The task: Reproduce every line of the listing, starting at the line that contains "Task: locate the minion black" and ending at the final line of the listing, requests included, while shifting each coordinate in the answers by adding -123 to it. Leave all other numbers unchanged.

Data entries:
______________________________

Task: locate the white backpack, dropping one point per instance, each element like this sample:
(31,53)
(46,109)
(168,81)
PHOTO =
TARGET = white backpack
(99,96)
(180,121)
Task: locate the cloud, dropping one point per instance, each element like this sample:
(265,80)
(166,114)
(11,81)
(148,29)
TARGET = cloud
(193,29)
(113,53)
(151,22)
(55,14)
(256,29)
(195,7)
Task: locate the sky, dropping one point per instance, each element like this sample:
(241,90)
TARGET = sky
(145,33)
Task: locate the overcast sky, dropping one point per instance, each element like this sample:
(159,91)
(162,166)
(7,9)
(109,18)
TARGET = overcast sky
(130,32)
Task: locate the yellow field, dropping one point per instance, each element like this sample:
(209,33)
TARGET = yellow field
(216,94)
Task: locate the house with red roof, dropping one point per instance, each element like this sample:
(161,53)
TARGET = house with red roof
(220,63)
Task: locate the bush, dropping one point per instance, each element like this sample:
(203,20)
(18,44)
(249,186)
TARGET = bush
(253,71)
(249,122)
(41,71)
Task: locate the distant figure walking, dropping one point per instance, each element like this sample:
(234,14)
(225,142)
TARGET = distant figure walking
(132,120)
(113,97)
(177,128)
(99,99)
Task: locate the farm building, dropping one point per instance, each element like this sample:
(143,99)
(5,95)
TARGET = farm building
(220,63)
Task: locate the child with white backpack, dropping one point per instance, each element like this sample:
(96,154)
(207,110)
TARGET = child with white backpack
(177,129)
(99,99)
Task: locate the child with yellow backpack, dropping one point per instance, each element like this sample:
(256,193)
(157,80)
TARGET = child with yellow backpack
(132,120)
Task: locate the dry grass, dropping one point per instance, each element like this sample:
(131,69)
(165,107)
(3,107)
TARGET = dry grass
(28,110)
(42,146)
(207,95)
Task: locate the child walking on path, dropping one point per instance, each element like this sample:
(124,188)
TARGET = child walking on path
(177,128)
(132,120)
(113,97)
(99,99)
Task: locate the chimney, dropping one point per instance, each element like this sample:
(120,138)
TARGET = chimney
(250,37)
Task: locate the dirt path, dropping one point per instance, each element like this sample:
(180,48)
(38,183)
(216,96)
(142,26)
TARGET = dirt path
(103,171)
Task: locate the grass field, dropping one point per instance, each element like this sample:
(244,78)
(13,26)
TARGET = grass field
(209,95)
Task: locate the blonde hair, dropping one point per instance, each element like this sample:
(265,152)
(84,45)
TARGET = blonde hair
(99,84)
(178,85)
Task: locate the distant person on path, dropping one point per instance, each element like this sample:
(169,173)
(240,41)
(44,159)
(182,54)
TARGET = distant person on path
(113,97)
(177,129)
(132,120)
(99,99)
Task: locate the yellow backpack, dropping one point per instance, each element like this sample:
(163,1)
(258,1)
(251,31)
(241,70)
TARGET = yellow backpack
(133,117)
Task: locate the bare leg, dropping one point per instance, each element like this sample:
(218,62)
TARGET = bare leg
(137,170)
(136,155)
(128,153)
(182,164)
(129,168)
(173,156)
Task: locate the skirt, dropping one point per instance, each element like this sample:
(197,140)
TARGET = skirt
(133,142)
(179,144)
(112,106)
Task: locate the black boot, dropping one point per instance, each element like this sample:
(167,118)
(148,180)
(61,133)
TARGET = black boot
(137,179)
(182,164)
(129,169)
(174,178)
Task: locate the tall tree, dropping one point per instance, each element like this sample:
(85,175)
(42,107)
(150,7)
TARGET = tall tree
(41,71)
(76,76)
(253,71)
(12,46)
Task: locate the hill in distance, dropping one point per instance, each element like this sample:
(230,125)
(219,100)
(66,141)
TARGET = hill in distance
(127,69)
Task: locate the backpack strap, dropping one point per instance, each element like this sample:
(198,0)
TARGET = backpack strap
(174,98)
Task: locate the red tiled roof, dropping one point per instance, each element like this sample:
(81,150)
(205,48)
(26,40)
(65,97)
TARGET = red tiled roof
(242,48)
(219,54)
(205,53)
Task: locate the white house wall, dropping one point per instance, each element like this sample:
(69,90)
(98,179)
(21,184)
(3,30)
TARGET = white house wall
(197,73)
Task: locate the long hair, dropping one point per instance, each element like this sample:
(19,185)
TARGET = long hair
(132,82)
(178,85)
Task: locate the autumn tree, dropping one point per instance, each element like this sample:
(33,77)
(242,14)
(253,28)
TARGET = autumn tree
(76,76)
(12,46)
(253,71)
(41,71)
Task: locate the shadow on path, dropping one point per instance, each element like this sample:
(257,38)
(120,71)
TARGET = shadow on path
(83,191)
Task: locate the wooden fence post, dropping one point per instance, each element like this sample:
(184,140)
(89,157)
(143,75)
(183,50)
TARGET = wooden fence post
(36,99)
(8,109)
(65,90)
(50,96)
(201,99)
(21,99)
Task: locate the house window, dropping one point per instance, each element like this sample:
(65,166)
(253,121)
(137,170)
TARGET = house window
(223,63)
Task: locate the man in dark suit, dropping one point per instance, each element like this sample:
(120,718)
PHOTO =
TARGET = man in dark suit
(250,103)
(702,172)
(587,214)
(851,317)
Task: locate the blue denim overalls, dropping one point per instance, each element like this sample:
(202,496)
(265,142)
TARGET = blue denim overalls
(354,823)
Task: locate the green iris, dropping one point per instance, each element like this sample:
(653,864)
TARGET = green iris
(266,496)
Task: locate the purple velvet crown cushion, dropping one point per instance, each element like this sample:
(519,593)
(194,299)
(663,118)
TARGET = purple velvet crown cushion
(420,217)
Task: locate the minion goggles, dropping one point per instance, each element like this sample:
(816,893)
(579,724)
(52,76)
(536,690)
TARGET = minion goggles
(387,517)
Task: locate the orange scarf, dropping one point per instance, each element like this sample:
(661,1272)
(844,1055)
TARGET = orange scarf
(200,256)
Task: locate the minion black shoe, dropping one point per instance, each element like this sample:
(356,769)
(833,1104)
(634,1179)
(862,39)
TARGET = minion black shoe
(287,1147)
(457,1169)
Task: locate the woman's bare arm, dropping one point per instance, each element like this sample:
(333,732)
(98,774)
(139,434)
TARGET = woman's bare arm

______________________________

Full solution:
Task: locate the minion black shoe, dropping one point per instance, each element like this sample:
(356,769)
(833,1104)
(634,1179)
(862,39)
TARGET = minion black shoe
(164,1024)
(334,1046)
Task: locate the woman's bare arm, dropping one point per instance, each element like this sample:
(333,732)
(98,774)
(139,434)
TARGET = woman's bare arm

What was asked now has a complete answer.